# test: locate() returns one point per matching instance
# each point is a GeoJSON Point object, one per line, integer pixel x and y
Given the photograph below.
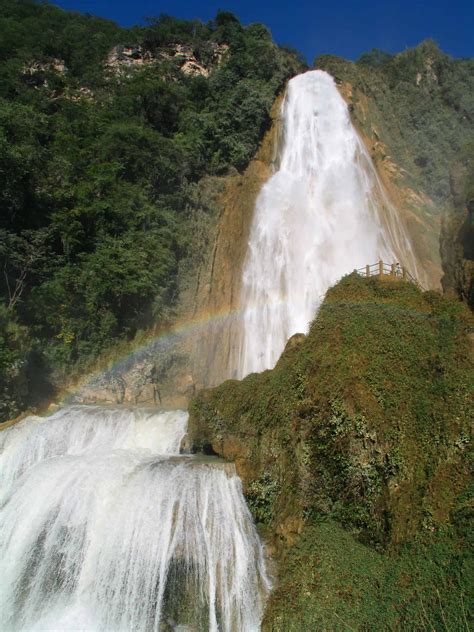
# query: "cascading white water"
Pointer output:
{"type": "Point", "coordinates": [105, 528]}
{"type": "Point", "coordinates": [320, 216]}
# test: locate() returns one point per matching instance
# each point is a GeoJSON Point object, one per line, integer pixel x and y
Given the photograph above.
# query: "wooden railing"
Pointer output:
{"type": "Point", "coordinates": [395, 270]}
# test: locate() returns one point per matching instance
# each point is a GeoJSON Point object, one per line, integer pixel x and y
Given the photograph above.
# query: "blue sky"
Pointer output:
{"type": "Point", "coordinates": [343, 27]}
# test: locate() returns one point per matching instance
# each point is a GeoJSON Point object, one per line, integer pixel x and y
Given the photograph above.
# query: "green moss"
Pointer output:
{"type": "Point", "coordinates": [335, 583]}
{"type": "Point", "coordinates": [359, 437]}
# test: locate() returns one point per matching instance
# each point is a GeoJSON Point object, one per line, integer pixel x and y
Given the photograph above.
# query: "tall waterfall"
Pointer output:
{"type": "Point", "coordinates": [320, 216]}
{"type": "Point", "coordinates": [105, 528]}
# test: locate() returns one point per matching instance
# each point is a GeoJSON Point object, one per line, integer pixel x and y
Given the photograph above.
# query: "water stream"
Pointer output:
{"type": "Point", "coordinates": [321, 215]}
{"type": "Point", "coordinates": [105, 528]}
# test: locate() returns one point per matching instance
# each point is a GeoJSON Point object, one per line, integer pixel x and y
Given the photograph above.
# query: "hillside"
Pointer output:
{"type": "Point", "coordinates": [105, 135]}
{"type": "Point", "coordinates": [130, 166]}
{"type": "Point", "coordinates": [354, 456]}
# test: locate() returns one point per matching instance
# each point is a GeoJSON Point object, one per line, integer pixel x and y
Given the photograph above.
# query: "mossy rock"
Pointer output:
{"type": "Point", "coordinates": [365, 420]}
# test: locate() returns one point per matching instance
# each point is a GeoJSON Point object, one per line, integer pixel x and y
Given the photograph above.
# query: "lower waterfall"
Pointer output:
{"type": "Point", "coordinates": [105, 527]}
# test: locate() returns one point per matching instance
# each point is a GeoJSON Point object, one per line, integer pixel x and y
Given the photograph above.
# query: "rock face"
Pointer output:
{"type": "Point", "coordinates": [457, 239]}
{"type": "Point", "coordinates": [365, 420]}
{"type": "Point", "coordinates": [123, 60]}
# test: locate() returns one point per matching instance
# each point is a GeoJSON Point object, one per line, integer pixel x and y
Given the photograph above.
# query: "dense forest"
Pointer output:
{"type": "Point", "coordinates": [106, 134]}
{"type": "Point", "coordinates": [99, 158]}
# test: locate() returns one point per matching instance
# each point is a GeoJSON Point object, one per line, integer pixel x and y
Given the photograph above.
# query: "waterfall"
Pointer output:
{"type": "Point", "coordinates": [106, 528]}
{"type": "Point", "coordinates": [321, 215]}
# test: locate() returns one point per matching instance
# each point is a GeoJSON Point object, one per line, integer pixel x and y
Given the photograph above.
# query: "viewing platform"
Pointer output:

------------------------------------

■ Task directions
Copy, from the material above, each line in which the string "waterfall" occurs.

■ Result for this exercise
# query: "tall waterfall"
# query: "lower waterfall"
# query: "waterfall"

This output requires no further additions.